▸ WRITTEN TASK
Carry none of the pictures over; set down the material below exactly.

▸ RECORD EXTRACTS
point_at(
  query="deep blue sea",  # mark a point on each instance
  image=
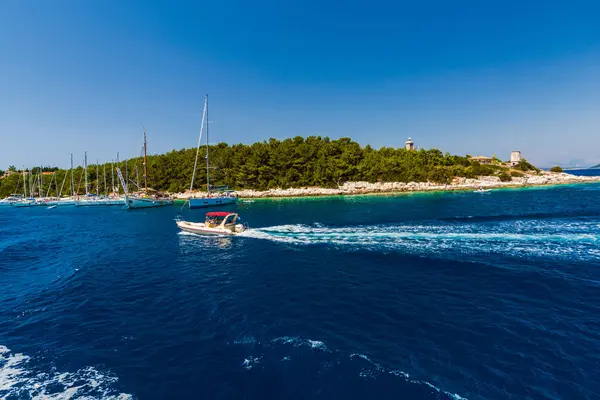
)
(422, 296)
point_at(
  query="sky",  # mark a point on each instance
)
(468, 77)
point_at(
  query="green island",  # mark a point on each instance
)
(276, 164)
(290, 163)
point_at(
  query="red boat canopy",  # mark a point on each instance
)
(218, 214)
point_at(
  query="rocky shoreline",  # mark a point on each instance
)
(357, 188)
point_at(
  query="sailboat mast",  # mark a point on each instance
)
(105, 191)
(112, 173)
(145, 165)
(199, 144)
(97, 178)
(72, 177)
(207, 163)
(87, 193)
(118, 190)
(24, 183)
(41, 182)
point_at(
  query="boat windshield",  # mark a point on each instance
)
(214, 221)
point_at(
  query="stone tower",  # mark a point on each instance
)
(515, 157)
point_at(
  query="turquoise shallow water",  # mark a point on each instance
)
(425, 296)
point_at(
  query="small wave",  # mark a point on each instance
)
(362, 364)
(250, 362)
(297, 342)
(19, 379)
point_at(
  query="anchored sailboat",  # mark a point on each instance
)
(210, 200)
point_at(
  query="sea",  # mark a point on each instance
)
(419, 296)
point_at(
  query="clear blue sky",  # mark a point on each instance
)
(477, 77)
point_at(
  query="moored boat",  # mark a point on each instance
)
(222, 196)
(146, 202)
(143, 200)
(219, 223)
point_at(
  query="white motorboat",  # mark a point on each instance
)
(220, 223)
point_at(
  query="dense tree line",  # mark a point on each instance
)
(297, 162)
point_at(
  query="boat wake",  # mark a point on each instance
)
(20, 379)
(542, 238)
(313, 360)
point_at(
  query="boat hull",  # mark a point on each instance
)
(204, 202)
(201, 229)
(101, 202)
(132, 203)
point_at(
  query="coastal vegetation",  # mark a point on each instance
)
(297, 162)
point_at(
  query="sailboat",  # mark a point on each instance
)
(210, 200)
(145, 201)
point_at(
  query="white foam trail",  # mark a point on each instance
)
(372, 371)
(566, 239)
(18, 379)
(297, 342)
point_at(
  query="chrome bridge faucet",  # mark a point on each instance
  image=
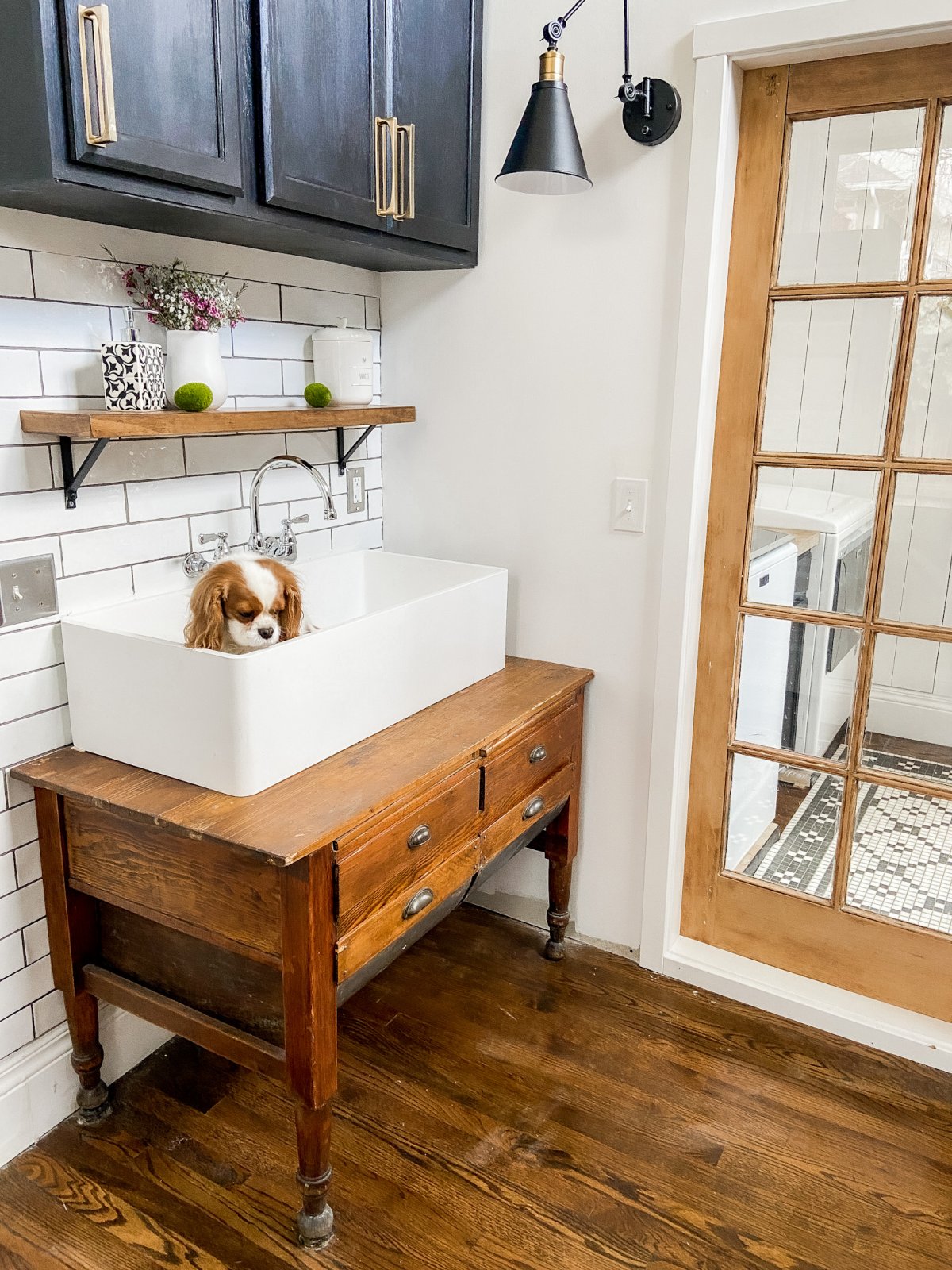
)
(283, 546)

▸ RESULT OF THIS EXERCISE
point_at(
  query="deep blue sea",  # mark a point on each instance
  image=
)
(422, 296)
point_at(
  query="sky",  # mark a point on each instance
)
(468, 77)
point_at(
  query="green island",  # mark a point on each instance
)
(276, 164)
(290, 163)
point_at(
  query="red boat canopy",  # mark a point on each instance
)
(218, 214)
point_at(
  query="rocky shoreline",  # mark a point on each instance
)
(357, 188)
point_at(
  query="sailboat mast",  # mark a point on each instance
)
(105, 191)
(112, 173)
(145, 165)
(199, 144)
(97, 178)
(72, 177)
(207, 163)
(87, 193)
(118, 190)
(24, 183)
(41, 182)
point_at(
  query="boat windshield",  # mark a point on each instance
)
(214, 221)
point_at(
  query="stone tower",  # mark a point on each instance
)
(515, 157)
point_at(
  query="turquoise shallow water",  # mark a point on each instance
)
(425, 296)
point_at(
  query="small wave",  # mark a point on each instance
)
(362, 364)
(250, 362)
(297, 342)
(19, 379)
point_at(
  query="anchored sailboat",  # mark a point on each instance
)
(210, 200)
point_at(
  query="sea",  # mark a point on each instance
)
(419, 296)
point_at(
  query="clear blue sky",  # mark a point on each instance
)
(477, 77)
point_at(
  query="moored boat",  # mark a point on each instance
)
(222, 196)
(146, 202)
(143, 200)
(219, 223)
point_at(
  query="white motorboat",  # mark a point on each instance
)
(220, 223)
point_at(
  query="dense tree line",  # mark a point on each instance
)
(297, 162)
point_at(
  query="boat wake",  # mark a point on each instance
)
(20, 379)
(542, 238)
(313, 360)
point_at(
  query="boat hull",  # mark a point on each instance
)
(204, 202)
(201, 229)
(101, 202)
(132, 203)
point_at(
  query="coastal vegetation",  # mark a point on each instance
)
(297, 162)
point_at(
  query="sailboat",  # mark a point on each instance
)
(210, 200)
(145, 201)
point_at(
  query="white foam trail",  # mark a point on each instance
)
(372, 371)
(566, 239)
(18, 379)
(297, 342)
point_at(
  query="chrome bridge faucet",  # mark a point on each instance
  image=
)
(283, 546)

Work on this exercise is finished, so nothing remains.